Stored records »
★ ★ ★

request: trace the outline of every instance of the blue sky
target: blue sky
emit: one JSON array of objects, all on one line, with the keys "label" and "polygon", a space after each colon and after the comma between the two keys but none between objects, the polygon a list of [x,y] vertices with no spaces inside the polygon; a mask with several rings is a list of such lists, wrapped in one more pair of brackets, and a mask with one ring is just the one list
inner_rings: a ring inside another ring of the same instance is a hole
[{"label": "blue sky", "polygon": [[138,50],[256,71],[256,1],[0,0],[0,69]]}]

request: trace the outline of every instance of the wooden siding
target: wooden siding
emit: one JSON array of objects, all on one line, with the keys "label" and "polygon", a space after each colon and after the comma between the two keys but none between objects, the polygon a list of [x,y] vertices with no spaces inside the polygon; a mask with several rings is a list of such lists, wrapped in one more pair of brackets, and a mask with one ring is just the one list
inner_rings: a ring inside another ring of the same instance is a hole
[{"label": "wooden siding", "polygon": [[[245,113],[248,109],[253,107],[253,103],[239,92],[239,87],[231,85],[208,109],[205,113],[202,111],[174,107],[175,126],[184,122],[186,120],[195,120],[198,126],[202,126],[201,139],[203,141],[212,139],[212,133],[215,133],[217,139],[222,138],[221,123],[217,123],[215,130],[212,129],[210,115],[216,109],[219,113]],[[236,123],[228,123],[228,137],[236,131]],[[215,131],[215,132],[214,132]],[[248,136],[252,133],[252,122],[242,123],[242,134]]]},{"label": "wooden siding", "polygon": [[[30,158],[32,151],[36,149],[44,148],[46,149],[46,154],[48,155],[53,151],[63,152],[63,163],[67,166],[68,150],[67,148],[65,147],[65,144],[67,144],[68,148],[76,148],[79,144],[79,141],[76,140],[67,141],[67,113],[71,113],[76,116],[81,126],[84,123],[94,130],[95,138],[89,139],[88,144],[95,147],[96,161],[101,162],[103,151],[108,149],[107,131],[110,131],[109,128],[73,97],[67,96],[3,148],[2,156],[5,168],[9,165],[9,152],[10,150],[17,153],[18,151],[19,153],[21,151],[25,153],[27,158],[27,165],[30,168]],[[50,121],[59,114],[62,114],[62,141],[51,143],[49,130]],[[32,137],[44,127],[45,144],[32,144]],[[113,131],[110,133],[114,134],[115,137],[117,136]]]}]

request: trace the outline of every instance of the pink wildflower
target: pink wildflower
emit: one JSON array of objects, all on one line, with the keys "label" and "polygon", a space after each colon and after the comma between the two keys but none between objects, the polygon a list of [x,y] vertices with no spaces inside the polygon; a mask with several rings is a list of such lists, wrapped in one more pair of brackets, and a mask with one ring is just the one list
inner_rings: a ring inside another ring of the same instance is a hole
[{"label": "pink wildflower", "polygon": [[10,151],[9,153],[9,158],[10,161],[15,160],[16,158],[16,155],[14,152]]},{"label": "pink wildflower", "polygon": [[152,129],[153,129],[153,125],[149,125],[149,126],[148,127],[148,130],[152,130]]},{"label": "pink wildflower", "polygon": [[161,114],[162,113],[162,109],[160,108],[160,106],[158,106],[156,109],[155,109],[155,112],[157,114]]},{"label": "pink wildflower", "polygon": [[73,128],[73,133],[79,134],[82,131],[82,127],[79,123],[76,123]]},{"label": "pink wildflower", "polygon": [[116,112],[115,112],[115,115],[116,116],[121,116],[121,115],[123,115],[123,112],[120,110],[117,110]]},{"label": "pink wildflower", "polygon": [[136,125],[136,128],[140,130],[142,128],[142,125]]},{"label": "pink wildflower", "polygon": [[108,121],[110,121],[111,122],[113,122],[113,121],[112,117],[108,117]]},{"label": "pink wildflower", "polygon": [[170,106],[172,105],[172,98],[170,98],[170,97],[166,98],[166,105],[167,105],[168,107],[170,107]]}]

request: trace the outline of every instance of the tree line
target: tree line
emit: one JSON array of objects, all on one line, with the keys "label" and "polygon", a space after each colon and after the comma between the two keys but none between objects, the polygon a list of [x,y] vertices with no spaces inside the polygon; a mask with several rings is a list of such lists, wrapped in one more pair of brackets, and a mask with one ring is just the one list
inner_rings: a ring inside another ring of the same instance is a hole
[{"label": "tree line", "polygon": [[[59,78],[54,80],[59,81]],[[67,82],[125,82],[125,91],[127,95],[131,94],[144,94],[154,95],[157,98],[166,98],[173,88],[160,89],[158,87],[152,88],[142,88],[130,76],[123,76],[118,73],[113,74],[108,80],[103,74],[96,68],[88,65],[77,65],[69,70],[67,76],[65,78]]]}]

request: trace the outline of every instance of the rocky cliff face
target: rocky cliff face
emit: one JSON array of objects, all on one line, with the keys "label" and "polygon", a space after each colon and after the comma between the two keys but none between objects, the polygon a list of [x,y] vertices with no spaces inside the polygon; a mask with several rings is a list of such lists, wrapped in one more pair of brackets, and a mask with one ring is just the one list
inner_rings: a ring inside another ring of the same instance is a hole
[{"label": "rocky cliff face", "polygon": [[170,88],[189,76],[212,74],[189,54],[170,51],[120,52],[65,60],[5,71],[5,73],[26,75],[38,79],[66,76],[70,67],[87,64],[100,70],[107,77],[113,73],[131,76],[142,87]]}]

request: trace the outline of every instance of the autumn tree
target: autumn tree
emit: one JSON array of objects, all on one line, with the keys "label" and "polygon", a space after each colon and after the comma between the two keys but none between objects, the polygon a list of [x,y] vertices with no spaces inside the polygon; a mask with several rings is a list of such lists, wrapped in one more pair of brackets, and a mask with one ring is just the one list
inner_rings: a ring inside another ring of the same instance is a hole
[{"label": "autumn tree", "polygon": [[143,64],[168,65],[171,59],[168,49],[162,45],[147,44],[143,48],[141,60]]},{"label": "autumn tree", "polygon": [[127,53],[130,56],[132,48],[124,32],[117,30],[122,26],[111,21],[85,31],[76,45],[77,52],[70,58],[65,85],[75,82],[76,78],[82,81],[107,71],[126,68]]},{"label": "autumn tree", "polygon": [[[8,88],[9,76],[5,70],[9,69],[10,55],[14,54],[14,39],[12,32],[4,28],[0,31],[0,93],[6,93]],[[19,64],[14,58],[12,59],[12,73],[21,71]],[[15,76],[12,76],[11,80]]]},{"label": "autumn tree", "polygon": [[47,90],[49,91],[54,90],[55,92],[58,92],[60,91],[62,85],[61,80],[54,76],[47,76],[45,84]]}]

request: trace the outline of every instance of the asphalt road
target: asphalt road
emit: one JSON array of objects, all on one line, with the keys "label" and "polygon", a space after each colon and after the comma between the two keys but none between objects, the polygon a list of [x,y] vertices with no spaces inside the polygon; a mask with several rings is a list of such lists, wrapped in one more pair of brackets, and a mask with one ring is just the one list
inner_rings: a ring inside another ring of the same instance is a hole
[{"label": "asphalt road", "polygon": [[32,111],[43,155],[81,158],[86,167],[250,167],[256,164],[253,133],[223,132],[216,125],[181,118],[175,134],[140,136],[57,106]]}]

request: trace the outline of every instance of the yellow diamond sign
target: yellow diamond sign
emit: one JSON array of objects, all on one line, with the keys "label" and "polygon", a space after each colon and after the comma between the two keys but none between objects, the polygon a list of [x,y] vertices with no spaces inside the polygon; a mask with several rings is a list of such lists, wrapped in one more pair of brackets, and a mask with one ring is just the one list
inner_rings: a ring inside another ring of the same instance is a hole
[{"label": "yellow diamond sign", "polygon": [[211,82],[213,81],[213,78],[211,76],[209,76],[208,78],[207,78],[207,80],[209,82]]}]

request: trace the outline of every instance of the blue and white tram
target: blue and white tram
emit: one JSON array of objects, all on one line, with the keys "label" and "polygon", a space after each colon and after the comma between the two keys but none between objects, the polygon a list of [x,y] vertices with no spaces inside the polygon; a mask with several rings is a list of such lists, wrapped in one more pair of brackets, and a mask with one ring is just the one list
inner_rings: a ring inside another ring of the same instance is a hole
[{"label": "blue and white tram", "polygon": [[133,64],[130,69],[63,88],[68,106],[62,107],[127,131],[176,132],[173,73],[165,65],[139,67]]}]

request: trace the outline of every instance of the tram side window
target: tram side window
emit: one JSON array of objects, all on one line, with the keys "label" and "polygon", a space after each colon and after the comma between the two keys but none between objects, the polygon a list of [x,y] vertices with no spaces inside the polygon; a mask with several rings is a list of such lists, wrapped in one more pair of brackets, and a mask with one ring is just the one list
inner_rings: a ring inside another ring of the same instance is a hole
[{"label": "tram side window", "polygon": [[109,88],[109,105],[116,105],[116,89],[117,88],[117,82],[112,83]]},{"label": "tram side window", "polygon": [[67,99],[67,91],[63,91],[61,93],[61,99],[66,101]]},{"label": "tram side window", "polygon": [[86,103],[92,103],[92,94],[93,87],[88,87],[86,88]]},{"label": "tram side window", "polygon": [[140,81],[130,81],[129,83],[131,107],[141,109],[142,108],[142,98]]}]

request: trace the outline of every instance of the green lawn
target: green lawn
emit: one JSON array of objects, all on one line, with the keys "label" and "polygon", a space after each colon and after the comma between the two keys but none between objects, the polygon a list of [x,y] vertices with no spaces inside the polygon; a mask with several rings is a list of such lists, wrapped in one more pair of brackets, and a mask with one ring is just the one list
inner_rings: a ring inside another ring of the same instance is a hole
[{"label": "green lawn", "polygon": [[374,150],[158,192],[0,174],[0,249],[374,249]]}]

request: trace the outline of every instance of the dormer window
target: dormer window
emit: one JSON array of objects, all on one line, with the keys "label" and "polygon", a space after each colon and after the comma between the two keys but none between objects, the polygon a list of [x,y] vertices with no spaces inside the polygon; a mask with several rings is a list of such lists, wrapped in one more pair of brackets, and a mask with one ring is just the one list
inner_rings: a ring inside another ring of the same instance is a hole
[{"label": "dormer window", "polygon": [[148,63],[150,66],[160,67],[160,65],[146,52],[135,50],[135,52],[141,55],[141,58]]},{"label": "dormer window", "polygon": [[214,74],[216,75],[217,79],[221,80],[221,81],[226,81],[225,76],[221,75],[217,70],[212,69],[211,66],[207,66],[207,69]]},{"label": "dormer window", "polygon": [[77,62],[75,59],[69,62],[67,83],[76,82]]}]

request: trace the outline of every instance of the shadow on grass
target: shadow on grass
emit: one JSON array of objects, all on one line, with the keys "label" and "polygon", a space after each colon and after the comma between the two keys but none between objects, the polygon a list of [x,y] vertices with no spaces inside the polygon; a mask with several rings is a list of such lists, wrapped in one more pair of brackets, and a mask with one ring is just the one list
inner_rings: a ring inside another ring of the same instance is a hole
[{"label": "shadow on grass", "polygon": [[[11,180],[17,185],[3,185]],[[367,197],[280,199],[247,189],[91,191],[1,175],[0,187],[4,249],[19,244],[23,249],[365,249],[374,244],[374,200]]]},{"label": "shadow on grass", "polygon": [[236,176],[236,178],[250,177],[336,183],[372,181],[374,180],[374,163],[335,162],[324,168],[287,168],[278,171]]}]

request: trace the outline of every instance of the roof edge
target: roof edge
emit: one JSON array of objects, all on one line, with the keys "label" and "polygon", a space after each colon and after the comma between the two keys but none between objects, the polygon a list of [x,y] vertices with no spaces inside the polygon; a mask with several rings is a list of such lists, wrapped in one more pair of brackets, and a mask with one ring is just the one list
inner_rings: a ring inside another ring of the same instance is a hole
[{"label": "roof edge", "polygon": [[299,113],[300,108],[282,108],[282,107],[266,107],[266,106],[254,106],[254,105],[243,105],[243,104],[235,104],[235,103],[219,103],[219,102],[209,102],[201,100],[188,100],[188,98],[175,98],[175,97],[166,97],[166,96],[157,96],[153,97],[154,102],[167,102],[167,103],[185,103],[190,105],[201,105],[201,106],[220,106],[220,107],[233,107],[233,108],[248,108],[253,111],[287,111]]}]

★ ★ ★

What is asked »
Copy the rows from the start through the line containing "target: blue sky", swapping "outline" for "contour" and keeping everything else the same.

Output below »
request: trace the contour of every instance of the blue sky
target: blue sky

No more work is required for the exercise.